GIVEN PROBLEM:
Write out the listing exactly as it is given.

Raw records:

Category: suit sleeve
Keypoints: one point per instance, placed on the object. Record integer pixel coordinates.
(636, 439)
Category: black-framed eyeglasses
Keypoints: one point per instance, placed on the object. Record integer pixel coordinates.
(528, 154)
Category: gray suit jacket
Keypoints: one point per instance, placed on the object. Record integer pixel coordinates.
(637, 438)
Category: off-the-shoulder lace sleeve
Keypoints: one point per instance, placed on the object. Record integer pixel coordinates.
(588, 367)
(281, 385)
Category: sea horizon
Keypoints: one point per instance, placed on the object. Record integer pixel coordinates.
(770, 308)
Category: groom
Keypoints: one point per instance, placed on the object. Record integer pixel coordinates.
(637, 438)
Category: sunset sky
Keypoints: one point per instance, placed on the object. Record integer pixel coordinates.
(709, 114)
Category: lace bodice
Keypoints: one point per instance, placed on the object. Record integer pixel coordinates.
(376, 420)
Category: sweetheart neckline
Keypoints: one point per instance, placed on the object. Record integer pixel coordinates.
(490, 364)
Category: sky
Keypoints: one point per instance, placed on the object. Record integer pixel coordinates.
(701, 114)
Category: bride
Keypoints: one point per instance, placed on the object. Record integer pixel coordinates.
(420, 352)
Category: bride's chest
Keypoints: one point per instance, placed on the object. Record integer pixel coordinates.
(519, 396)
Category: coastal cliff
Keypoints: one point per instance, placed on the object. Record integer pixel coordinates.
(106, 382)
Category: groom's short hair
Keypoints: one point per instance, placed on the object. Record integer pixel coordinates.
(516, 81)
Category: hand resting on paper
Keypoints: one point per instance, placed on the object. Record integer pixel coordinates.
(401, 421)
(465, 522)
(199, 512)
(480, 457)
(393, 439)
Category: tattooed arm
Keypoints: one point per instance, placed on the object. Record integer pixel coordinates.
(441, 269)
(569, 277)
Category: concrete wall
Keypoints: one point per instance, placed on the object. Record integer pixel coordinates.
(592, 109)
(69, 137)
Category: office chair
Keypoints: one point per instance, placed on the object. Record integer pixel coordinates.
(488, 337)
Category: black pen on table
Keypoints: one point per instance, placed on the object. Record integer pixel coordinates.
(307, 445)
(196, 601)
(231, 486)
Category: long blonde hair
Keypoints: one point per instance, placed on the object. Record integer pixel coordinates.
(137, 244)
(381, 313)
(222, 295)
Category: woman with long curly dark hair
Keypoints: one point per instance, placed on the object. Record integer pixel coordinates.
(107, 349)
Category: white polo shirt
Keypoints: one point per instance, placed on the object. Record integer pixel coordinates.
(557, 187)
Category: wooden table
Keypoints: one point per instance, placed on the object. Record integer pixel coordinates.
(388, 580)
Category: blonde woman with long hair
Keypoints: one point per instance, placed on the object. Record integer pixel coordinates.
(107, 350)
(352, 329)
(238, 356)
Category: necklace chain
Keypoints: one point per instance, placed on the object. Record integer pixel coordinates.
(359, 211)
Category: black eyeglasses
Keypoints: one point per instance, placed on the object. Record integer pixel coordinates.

FULL OUTPUT:
Category: suit sleeve
Keypoints: one point per instance, placed on the object. Record integer pixel coordinates.
(636, 439)
Category: black-framed eyeglasses
Keypoints: one point per instance, placed on the object. Record integer pixel coordinates.
(528, 154)
Category: gray suit jacket
Keypoints: one point per instance, placed on the object. Record integer pixel coordinates.
(637, 438)
Category: off-the-shoulder lace sleeve
Keypoints: one point per instance, placed on the object. Record integer pixel coordinates.
(588, 367)
(281, 385)
Category: sea horizon
Keypoints: one point per instance, placed on the object. Record integer pixel coordinates.
(770, 308)
Category: groom
Keypoints: one point per instance, placed on the object. Record integer pixel coordinates.
(637, 438)
Category: sunset sky
Keypoints: one point per instance, placed on the object. Record integer pixel coordinates.
(709, 114)
Category: lace bodice
Keypoints: one point per instance, placed on the object. Record integer pixel coordinates.
(376, 420)
Category: sweetheart neckline
Keypoints: one point per instance, placed on the object. Record integer pixel coordinates.
(490, 364)
Category: sky
Keypoints: one point per instance, placed on the object. Record integer pixel coordinates.
(701, 114)
Category: bride
Keypoints: one point per instance, placed on the object. Record integer pixel coordinates.
(420, 352)
Category: bride's chest
Keypoints: one point per instance, placed on the object. Record integer pixel coordinates.
(519, 396)
Category: coastal cliff
Keypoints: one point per instance, placed on the object. Record integer pixel coordinates.
(106, 382)
Category: groom's short hair
Keypoints: one point per instance, placed on the object. Record integer pixel coordinates.
(516, 81)
Category: hand resting on paper
Keypoints: one point per instance, placed on the object. Record integer pixel coordinates.
(401, 421)
(465, 522)
(199, 512)
(480, 457)
(393, 439)
Category: tattooed arm
Keypoints: one point per instance, placed on the object. Record integer pixel coordinates.
(441, 269)
(569, 277)
Category: concrete wall
Keypoints: one point per instance, placed on the object. Record integer pixel coordinates.
(592, 109)
(69, 137)
Category: office chair
Keypoints: one point per instance, placed on the object. Record integer pixel coordinates.
(488, 337)
Category: black pen on table
Keypoints: one point per instance, placed on the object. Record integer pixel coordinates.
(307, 445)
(196, 601)
(231, 486)
Category: long blonde hair
Keypoints: one point per instance, placed on the object. Record integer pixel coordinates.
(137, 244)
(381, 313)
(222, 295)
Category: woman with long curly dark hair
Keypoints: one point per instance, placed on the object. Record integer pixel coordinates.
(107, 349)
Category: white polo shirt
Keypoints: one point per instance, placed on the object. Record integer pixel coordinates.
(557, 187)
Category: wooden table
Keypoints: one point per instance, placed on the object. Record integer pixel coordinates.
(388, 580)
Category: blonde woman with long hair
Keypoints: one point per instance, placed on the object. Record integer pixel coordinates.
(107, 350)
(352, 329)
(238, 356)
Category: necklace chain
Keypoints: one point per instance, placed on the object. Record integer pixel coordinates.
(359, 211)
Category: black eyeglasses
Keypoints: one point per instance, placed on the object. Record integer pixel coordinates.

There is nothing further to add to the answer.